THE TASK:
Copy the records below word for word, line by line, leaving out the pictures.

DATA FOR PROCESSING:
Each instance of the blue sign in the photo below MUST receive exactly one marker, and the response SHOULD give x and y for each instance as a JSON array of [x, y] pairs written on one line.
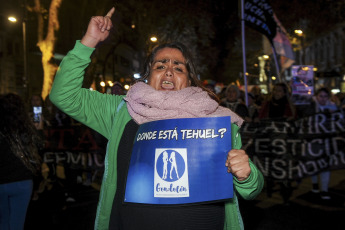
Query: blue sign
[[180, 161]]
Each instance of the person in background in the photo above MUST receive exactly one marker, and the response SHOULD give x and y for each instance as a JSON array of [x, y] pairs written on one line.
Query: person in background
[[258, 96], [19, 161], [172, 91], [253, 109], [278, 105], [234, 103], [321, 104]]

THE OUTPUT:
Each instance of the blue sign in the photo below MUST receive exactly one marker, and the response SHOULD give x and y for each instance as a JSON array of [x, y] pairs written on one line.
Query: blue sign
[[180, 161]]
Each instance of the person in background in the photo above MUST receive exactly one marker, and the response SHOULD give x and y for each instance as a JSON array of [x, y] pairs written on one line.
Query: person in background
[[258, 96], [19, 161], [172, 91], [253, 109], [278, 105], [234, 103], [321, 104]]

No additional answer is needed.